Try it:
Skip the pictures. Give all the data again exactly.

Referring expression pointing data:
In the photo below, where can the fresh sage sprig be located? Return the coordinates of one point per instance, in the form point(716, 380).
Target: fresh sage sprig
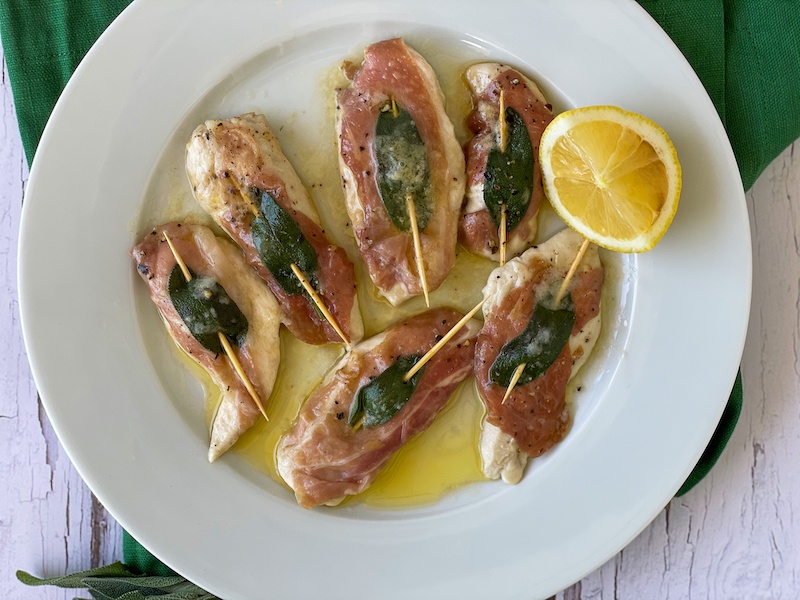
point(280, 243)
point(206, 309)
point(384, 396)
point(402, 168)
point(118, 582)
point(538, 346)
point(508, 178)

Answer to this task:
In the photo below, where can the fresh sage sprig be located? Return the coordinates of one point per instance, in the form point(716, 380).
Target: fresh sage sprig
point(280, 243)
point(206, 309)
point(384, 396)
point(402, 168)
point(118, 582)
point(538, 346)
point(508, 178)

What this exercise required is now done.